Vorliegender Text

Philipp Weber leidet unter Schlafstörungen. Zu vieles, was ihn umtreibt: Demokratiemüdigkeit, AfD, der braune Hans mit seinen kruden Thesen von Volk und Rasse. Eigentlich mag Weber keine Heilpraktiker, oft waren sie in seinen Kabarettprogrammen Zielscheiben. Aber nun ist der Leidensdruck zu groß. Letzte Hoffnung ruht also auf dem Herrn Pfuscher, der im Übrigen gar nicht so klischeehaft sei. "Nicht so mit Traumfänger und Nacktfoto von Hildegard von Bingen." Seine Kügelchen hätten sofort Wirkung gezeigt. "Ich hab überhaupt nicht mehr geschlafen." Ein gutes Zeichen, findet der Herr Pfuscher. Erstverschlechterung. "Wenn man die überlebt hat, ist man auf dem Weg der Besserung."
In seinem neunten Soloprogramm "Power to the Popel" widmet sich Weber, nach "Futter", "Durst" und Konsumkritik, nun der Staatstheorie. Am Sonntag gibt er seinen "Demokratiekurs" als Vorpremiere im Arzbacher Kramerwirt. Das 38-seitige Programm befindet sich noch in der Testphase. Manches muss gekürzt, verdichtet, gestrichen werden. "Okay, ich nehm's raus", sagt er, wenn ein Gag nicht recht zündet. Oft ist das nicht der Fall, Weber hat in Lenggries ein treues Fanpublikum.

Aufgaben
1 - Erkläre anhand des Textes über Philipp Weber, warum er einen Heilpraktiker aufsucht, obwohl er solche eigentlich nicht mag.
2 - Wo gibt Weber laut dem Text über Philipp Weber am Sonntag seine Vorpremiere?
3 - Führe den Text über Philipp Weber im selben Stil weiter, beginnend nach seinem letzten Satz.

Rohe Einträge

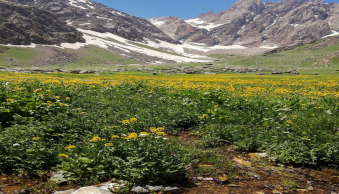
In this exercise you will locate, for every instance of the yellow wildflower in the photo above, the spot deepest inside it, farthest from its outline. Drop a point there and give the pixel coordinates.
(126, 122)
(70, 147)
(133, 120)
(108, 145)
(95, 139)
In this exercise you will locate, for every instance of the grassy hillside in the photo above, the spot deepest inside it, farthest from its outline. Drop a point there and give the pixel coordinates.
(89, 56)
(316, 56)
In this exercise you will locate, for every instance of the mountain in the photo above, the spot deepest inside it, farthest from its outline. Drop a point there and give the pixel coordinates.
(21, 25)
(254, 23)
(89, 15)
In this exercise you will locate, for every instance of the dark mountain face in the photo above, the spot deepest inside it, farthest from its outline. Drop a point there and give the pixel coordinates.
(254, 23)
(22, 25)
(94, 16)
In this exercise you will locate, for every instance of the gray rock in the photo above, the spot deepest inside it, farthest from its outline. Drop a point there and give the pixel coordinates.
(58, 178)
(92, 190)
(276, 72)
(171, 188)
(75, 71)
(83, 72)
(155, 188)
(65, 192)
(139, 189)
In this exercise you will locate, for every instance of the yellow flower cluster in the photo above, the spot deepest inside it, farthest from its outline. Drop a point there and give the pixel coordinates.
(238, 85)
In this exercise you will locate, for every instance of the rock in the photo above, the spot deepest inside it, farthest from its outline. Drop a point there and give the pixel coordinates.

Antworten
1 - Weber leidet unter Schlafstörungen, und der Leidensdruck ist inzwischen zu groß geworden. Deshalb setzt er seine letzte Hoffnung auf den Heilpraktiker, obwohl Heilpraktiker in seinen Kabarettprogrammen oft Zielscheiben waren.

2 - Im Arzbacher Kramerwirt.

3 -
Seit 15 Jahren holen Sabine und Stefan Pfister von Kleinkunst & Kultur (KKK) den 49-Jährigen aus dem Odenwald regelmäßig für Aufritte in den Isarwinkel, die stets ausverkauft sind. So auch am Sonntag im Kramerwirt, der seit 1. Dezember von den neuen Pächtern Christian Wieser und Julia Zimmermann geführt wird. Sie stellen den schönen Saal auch weiterhin für Kulturveranstaltungen zur Verfügung.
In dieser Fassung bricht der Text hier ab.